* Supplied data *
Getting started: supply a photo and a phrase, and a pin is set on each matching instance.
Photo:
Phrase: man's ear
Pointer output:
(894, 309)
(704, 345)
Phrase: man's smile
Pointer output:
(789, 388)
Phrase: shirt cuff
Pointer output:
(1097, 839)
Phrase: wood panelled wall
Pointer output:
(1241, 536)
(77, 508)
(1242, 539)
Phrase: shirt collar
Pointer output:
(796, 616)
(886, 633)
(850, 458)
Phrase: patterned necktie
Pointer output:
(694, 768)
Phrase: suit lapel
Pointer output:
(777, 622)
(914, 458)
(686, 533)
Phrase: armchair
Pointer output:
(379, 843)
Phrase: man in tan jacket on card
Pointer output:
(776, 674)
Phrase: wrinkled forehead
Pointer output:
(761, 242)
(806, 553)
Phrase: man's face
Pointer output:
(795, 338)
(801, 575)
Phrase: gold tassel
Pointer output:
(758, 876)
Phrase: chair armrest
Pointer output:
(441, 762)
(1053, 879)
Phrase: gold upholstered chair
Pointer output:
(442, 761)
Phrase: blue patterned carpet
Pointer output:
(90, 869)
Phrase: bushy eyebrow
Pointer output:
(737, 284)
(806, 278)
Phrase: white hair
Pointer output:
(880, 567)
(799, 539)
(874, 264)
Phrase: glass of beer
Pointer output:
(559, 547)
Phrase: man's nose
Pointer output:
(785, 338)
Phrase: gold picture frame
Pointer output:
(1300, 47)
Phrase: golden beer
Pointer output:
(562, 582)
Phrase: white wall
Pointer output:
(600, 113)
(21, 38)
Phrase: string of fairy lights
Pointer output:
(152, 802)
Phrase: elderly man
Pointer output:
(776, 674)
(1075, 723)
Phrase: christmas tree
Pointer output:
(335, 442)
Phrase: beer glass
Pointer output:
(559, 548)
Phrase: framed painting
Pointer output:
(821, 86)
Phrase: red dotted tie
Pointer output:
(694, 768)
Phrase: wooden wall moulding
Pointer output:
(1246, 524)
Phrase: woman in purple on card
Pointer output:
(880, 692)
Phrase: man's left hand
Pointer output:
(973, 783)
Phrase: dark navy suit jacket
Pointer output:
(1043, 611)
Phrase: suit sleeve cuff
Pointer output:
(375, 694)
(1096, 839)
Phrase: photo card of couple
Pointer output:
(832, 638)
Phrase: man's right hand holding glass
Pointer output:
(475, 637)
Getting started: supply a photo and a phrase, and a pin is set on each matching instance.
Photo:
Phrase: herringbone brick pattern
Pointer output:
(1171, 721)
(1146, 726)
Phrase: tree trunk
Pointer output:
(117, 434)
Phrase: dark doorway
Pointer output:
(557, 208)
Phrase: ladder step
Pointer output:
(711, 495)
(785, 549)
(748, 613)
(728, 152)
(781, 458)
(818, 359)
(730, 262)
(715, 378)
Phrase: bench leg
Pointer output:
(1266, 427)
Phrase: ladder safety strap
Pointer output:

* Problem description *
Repeat every record, exactly as written.

* Correct output *
Getting started: supply a photo and a phrase, and a pin is set on each matching instance.
Photo:
Phrase: man's ear
Pointer output:
(894, 309)
(704, 345)
Phrase: man's smile
Pointer output:
(789, 388)
Phrase: shirt cuff
Pointer output:
(1097, 839)
Phrase: wood panelled wall
Pointer output:
(1241, 536)
(77, 508)
(1242, 539)
Phrase: shirt collar
Pointer output:
(796, 616)
(886, 633)
(850, 458)
Phrase: patterned necktie
Pointer output:
(694, 768)
Phrase: suit lapel
Pointer output:
(777, 622)
(914, 458)
(686, 533)
Phrase: armchair
Pointer output:
(379, 843)
Phrase: man in tan jacket on card
Pointer output:
(776, 674)
Phrase: wrinkled forehead
Pointer output:
(761, 242)
(806, 553)
Phrase: man's face
Pointer output:
(795, 338)
(801, 575)
Phrase: gold tassel
Pointer output:
(758, 876)
Phrase: chair armrest
Pointer output:
(441, 762)
(1053, 879)
Phrase: gold upholstered chair
Pointer output:
(442, 761)
Phrase: blue patterned carpet
Pointer output:
(90, 869)
Phrase: bushy eyebrow
Pointer output:
(737, 284)
(806, 278)
Phrase: white hair
Pointer output:
(880, 567)
(799, 539)
(874, 264)
Phrase: glass of beer
Pointer output:
(559, 547)
Phrase: man's nose
Pointer output:
(785, 338)
Phrase: gold picture frame
Pointer output:
(1300, 47)
Phrase: golden beer
Pointer output:
(562, 582)
Phrase: white wall
Pointer output:
(600, 113)
(21, 38)
Phrase: string of fairy lights
Pointer output:
(152, 802)
Phrase: elderly man
Pointer output:
(776, 674)
(1075, 723)
Phrase: christmas tree
Pointer output:
(335, 442)
Phrase: beer glass
Pointer output:
(559, 548)
Phrase: framed painting
Pointer output:
(821, 86)
Phrase: red dotted tie
Pointer output:
(694, 768)
Phrase: wooden wall moulding
Pointer output:
(1246, 524)
Phrase: woman in purple on card
Pointer output:
(880, 692)
Phrase: man's left hand
Pointer output:
(973, 783)
Phrase: dark navy suit jacket
Pointer output:
(1043, 611)
Phrase: suit sleeve cuff
Pointer output:
(375, 694)
(1096, 839)
Phrase: photo card of couple
Pointer output:
(832, 638)
Phrase: man's right hand holding glass
Pointer output:
(475, 637)
Getting started: supply a photo and a phrase, and a pin is set on each matching instance.
Photo:
Phrase: herringbone brick pattern
Pointer output:
(1171, 721)
(1146, 726)
Phrase: tree trunk
Pointer output:
(117, 434)
Phrase: dark doorway
Pointer output:
(557, 208)
Phrase: ladder step
Pointer output:
(711, 495)
(785, 549)
(748, 613)
(728, 152)
(781, 458)
(818, 359)
(730, 262)
(715, 378)
Phrase: bench leg
Pointer output:
(1266, 427)
Phrase: ladder safety strap
Pointer output:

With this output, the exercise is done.